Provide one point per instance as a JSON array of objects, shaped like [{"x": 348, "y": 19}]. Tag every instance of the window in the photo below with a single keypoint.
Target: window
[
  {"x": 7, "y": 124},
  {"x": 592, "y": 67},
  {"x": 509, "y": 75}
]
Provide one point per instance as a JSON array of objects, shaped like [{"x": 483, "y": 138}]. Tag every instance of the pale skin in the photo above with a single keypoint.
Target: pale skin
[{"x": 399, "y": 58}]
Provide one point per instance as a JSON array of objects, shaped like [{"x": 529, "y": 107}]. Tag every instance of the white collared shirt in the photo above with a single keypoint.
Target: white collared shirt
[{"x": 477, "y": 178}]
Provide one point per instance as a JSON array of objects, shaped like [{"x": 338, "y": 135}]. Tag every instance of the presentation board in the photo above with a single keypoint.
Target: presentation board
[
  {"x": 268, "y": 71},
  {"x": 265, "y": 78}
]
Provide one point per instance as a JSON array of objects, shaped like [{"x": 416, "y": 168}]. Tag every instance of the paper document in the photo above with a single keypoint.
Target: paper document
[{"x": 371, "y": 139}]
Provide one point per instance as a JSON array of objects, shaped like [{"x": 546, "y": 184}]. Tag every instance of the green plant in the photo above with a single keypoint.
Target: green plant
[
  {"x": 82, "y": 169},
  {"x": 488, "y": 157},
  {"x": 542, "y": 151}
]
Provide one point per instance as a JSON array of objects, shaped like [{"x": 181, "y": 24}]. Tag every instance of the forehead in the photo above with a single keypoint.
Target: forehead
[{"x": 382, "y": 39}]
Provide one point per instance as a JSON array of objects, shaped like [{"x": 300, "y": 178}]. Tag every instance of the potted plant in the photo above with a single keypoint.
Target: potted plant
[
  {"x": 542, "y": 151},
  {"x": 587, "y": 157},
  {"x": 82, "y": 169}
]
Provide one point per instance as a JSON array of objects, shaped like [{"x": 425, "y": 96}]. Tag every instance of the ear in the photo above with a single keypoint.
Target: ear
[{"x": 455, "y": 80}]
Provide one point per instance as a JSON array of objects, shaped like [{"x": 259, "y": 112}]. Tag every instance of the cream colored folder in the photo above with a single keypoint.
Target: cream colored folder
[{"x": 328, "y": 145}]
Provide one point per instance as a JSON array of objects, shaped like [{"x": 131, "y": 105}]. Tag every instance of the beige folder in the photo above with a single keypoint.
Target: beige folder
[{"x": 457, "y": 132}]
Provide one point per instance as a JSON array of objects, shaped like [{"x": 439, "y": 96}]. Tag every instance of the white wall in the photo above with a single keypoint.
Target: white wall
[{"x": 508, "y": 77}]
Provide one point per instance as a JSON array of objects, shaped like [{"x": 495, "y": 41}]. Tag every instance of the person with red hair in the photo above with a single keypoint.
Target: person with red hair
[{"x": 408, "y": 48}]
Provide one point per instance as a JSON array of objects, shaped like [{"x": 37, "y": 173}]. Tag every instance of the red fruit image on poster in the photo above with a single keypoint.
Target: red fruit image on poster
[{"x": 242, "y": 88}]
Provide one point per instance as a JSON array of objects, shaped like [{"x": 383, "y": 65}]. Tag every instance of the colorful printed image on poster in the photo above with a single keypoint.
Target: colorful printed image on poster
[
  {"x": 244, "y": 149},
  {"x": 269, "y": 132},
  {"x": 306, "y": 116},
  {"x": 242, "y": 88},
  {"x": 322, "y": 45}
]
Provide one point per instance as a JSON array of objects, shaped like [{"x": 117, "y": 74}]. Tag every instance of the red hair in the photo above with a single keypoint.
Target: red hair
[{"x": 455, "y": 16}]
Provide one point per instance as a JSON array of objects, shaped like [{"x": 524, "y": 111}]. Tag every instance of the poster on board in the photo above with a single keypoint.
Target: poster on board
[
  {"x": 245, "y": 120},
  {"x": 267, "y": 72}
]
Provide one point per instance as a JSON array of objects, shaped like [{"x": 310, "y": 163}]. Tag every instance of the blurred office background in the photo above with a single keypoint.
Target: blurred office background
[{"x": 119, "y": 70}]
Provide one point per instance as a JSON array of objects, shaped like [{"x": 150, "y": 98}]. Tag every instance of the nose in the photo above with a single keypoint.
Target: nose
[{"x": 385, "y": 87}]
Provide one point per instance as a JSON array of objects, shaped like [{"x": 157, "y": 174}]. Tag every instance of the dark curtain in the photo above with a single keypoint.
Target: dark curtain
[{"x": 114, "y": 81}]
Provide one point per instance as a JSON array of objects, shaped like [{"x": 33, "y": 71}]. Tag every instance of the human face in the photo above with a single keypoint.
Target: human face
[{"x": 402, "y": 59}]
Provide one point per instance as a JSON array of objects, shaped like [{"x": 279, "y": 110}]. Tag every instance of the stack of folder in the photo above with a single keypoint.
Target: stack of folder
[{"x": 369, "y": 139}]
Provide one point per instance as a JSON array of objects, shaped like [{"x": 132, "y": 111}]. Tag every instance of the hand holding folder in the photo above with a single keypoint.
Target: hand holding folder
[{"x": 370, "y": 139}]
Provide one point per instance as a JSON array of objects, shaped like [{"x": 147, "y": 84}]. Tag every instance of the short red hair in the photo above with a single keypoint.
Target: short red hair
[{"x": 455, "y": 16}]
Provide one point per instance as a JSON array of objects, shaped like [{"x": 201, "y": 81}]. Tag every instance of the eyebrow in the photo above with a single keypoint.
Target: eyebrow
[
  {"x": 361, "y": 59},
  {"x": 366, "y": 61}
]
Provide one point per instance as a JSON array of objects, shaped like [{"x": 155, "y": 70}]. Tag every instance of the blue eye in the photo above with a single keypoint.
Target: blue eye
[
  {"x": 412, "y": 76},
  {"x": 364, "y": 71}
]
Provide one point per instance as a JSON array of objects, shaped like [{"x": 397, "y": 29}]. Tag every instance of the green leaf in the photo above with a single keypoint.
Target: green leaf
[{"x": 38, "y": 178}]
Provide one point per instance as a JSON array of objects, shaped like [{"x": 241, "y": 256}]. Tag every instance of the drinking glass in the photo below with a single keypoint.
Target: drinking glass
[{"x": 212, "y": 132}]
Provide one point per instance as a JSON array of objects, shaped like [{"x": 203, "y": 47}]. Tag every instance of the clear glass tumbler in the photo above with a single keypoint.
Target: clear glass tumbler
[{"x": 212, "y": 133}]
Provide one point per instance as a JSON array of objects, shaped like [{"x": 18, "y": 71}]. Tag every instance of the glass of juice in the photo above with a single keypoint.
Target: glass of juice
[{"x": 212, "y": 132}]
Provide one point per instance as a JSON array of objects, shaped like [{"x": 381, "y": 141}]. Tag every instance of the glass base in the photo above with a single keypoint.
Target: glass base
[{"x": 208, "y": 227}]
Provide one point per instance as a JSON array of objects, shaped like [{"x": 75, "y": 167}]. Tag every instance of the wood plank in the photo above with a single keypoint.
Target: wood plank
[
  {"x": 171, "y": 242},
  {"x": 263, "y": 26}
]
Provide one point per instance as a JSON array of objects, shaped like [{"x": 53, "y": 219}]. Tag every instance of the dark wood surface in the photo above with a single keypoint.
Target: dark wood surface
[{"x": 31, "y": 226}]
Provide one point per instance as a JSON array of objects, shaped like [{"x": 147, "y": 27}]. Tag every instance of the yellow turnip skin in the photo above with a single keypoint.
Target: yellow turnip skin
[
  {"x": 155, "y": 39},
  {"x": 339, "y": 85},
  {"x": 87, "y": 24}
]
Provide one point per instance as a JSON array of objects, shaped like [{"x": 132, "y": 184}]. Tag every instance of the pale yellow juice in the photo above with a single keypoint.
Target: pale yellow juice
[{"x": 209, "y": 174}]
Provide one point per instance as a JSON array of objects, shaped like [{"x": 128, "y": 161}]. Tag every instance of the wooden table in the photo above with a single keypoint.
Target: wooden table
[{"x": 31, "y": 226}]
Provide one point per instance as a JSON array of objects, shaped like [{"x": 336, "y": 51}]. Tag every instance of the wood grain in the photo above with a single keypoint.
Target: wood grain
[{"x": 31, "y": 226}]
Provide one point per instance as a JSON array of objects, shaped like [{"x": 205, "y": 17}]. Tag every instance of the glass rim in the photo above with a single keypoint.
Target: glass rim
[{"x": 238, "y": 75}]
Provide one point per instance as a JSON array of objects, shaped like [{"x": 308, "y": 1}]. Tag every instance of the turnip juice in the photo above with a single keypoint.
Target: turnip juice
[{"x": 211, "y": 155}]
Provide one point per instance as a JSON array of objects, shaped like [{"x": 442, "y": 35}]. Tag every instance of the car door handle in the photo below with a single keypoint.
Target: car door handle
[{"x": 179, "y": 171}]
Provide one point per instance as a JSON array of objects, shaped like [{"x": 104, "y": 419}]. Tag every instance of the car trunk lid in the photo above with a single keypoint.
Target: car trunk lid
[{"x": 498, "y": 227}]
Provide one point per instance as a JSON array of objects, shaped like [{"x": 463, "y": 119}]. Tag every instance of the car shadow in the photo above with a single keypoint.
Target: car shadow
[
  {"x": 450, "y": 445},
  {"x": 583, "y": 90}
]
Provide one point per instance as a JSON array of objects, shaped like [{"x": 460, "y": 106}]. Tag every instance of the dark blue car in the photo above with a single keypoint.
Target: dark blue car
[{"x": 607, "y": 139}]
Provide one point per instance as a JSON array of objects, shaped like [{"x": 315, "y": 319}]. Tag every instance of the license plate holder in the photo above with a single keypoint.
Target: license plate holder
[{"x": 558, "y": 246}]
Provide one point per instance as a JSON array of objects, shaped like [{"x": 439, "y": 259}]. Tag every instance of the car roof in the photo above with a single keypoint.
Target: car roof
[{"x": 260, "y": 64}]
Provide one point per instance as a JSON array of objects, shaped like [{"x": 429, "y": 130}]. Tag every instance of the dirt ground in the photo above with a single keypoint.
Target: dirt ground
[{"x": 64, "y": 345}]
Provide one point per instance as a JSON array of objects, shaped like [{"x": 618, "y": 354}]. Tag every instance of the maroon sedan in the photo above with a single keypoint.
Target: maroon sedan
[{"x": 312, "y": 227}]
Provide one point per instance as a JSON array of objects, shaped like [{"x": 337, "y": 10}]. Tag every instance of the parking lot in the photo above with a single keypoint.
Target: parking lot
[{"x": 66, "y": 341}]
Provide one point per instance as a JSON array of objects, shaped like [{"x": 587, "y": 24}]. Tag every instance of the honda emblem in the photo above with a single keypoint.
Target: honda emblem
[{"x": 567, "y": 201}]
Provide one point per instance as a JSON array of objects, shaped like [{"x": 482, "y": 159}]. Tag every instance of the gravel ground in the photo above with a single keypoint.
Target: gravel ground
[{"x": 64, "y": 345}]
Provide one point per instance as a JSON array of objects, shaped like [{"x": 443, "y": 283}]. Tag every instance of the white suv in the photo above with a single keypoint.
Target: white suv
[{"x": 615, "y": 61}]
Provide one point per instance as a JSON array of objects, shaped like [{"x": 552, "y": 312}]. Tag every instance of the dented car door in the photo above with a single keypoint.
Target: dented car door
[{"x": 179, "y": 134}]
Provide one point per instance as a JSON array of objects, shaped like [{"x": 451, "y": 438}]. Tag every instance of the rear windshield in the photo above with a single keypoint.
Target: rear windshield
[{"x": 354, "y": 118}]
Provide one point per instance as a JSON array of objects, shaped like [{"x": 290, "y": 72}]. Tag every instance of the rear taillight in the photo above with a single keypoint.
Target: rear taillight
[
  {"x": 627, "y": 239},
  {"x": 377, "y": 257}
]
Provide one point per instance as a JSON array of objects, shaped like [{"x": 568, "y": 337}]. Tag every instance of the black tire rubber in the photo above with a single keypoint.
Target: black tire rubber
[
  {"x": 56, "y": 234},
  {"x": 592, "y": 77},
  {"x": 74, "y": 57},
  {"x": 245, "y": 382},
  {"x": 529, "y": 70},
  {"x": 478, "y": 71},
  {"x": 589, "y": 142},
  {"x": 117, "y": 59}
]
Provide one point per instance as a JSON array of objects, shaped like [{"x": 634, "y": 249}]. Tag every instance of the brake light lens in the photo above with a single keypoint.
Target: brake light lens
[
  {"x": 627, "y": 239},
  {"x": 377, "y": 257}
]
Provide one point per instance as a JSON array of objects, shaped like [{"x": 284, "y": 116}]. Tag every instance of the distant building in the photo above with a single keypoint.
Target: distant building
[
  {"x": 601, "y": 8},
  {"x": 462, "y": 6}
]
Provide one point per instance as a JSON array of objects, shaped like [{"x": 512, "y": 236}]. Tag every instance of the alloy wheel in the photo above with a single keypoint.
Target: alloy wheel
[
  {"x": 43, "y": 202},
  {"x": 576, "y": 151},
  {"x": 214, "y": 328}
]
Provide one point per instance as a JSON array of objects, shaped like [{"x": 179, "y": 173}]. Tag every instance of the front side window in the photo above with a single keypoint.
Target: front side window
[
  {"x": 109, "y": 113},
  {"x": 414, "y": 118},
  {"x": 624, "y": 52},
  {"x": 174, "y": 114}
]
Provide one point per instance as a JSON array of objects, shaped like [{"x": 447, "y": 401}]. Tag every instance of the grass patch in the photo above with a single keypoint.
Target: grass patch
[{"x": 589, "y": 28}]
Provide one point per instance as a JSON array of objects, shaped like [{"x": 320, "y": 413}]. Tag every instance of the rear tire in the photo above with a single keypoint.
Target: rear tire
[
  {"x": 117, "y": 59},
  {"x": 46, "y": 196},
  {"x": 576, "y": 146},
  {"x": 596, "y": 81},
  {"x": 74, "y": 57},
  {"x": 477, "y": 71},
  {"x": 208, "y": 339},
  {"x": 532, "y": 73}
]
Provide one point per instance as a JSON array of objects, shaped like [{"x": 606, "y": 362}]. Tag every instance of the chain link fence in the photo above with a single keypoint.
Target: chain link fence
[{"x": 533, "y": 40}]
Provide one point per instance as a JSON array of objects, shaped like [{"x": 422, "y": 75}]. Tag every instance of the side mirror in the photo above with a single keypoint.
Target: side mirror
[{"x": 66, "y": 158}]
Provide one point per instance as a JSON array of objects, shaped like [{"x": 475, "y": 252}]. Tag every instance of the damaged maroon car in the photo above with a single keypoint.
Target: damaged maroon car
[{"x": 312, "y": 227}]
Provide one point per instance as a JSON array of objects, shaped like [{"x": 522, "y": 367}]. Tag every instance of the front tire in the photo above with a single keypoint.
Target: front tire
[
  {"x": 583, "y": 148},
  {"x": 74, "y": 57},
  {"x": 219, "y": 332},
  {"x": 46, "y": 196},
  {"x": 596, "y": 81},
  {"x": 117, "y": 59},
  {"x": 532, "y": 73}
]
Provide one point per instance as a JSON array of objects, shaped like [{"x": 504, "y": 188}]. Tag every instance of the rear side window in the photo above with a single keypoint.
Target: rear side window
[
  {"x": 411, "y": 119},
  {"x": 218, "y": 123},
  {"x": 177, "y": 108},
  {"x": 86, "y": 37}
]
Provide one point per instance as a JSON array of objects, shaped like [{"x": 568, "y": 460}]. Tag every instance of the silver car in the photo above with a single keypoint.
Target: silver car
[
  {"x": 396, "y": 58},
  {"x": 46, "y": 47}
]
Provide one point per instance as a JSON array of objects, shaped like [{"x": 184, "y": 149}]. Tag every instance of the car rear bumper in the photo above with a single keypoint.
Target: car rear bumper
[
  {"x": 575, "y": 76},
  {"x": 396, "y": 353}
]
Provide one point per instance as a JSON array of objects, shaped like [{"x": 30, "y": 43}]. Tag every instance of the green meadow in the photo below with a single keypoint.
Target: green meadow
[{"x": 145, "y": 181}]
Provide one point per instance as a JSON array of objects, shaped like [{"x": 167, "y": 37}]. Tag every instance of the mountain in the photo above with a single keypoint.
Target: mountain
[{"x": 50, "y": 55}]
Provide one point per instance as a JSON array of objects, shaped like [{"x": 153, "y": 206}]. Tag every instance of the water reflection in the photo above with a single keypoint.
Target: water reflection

^^^^

Work instructions:
Starting with the line that contains "of the water" and going on through the end of the material, write those lines out again with "reflection" changed to "surface" and nothing else altered.

Task response:
Provide one point per instance as a JSON array of objects, shaped like [{"x": 153, "y": 206}]. Tag every instance of the water surface in the photo above with a single keypoint.
Target: water surface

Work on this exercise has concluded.